*** EXCERPT Section Begins ***

A friend or family member will create a Meal Train for someone recovering from a recent hospital stay, an injury, or has a new baby. It’s an excellent service and keeps the well-wishers on a schedule, and keeps the new mom from receiving five lasagnas on Tuesday.
It’s an efficient way to organize care and be of service. I feel it’s less about the meals (although that’s always a bonus) and more about feeling supported in community when we are vulnerable and in need.
Each time I see an invite to take a meal to a friend pop up in my email, I think of the many folks who haven’t had a Meal Train set up for them. The crushed places in them are much less visible. No one rings their doorbell at 6:00 pm to hand over a warm rotisserie chicken and crisp salad.
It’s much less socially acceptable to post:
Sign up to bring Sue a meal. She’s recently started having flashbacks of childhood abuse, and she’s overwhelmed with the terror. She’s allergic to nuts.
Than it is to post:
Sign up to bring Julie a meal. She’s scheduled to be home after surgery on Thursday, and the doc says she’ll be down for about three weeks. She is gluten free.

*** EXCERPT Section Ends ***
*** EXERCISE DATA Section Begins ***

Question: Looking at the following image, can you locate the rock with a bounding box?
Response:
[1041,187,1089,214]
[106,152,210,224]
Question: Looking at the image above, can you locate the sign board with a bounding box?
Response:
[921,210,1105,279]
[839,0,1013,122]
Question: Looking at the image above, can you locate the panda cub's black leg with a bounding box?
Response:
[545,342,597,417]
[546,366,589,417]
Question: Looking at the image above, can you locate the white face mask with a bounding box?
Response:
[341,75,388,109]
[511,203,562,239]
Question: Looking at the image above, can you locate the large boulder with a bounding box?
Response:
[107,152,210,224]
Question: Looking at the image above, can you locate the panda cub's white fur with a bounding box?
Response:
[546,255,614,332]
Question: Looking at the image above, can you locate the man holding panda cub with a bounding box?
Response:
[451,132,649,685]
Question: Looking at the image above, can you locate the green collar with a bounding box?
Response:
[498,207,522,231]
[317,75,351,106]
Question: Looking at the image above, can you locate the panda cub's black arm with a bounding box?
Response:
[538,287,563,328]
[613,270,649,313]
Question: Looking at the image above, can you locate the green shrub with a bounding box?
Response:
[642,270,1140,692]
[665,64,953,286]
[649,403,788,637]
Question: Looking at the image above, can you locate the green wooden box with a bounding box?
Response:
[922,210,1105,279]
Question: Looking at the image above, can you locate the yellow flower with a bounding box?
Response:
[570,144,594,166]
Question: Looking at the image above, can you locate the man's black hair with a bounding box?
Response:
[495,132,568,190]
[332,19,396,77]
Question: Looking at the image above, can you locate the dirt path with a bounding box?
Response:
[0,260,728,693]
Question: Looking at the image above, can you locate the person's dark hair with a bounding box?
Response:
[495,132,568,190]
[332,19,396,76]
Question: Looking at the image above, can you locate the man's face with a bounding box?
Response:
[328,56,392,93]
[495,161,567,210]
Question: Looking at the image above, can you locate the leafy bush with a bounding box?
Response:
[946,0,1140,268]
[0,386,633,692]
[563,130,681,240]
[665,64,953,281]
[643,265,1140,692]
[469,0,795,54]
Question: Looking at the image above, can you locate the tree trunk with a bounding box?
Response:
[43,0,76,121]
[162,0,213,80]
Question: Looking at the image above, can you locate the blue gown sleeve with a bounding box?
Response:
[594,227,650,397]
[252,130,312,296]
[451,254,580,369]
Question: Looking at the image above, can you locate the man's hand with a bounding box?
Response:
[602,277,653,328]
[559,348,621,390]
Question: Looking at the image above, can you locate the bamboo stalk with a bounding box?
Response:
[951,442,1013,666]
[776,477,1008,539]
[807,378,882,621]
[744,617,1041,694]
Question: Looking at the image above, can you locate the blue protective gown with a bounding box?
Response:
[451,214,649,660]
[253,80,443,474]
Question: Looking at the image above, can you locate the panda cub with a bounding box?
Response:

*** EXERCISE DATA Section Ends ***

**WHAT TO WORK ON**
1. Name the circumstances that the opening sentence of the passage on Meal Trains gives as reasons a friend or family member creates a Meal Train for someone.
2. Summarize the passage on Meal Trains in two sentences.
3. Carry the passage on Meal Trains forward from its final sentence.

**TASK-BY-TASK OUTPUTS**
1.
- Recovering from a recent hospital stay
- Recovering from an injury
- Having a new baby

2. A Meal Train, which a friend or family member sets up for someone recovering from a hospital stay or an injury or for someone who has a new baby, is an efficient way to organize care and is valued less for the meals than for the feeling of being supported in community. People with less visible hurts, such as flashbacks of childhood abuse, rarely have one set up for them, because posting about such a need is far less socially acceptable than posting about recovery from surgery.

3.
I look forward to the day when expressing our emotional turmoil is as judgement-free as having a broken ankle.
Connections will be stronger, days more fulfilling, and healing faster when neither psychological nor physical trauma induces shame.
I’m not suggesting we need to share every experience on social media. I am suggesting; however, we consider why it’s easy to take flowers to a co-worker after her car accident, but so much more difficult to inquire about the neighbor whose husband moved out last week.
Perhaps the former is a gesture of kindness that feels simple, and the latter pokes too much at our own open wounds. Both need care. One is just a bit easier to pretend we didn’t see. Let’s purpose to care for wounds that are harder to see. Let’s seek out those who feel unseen.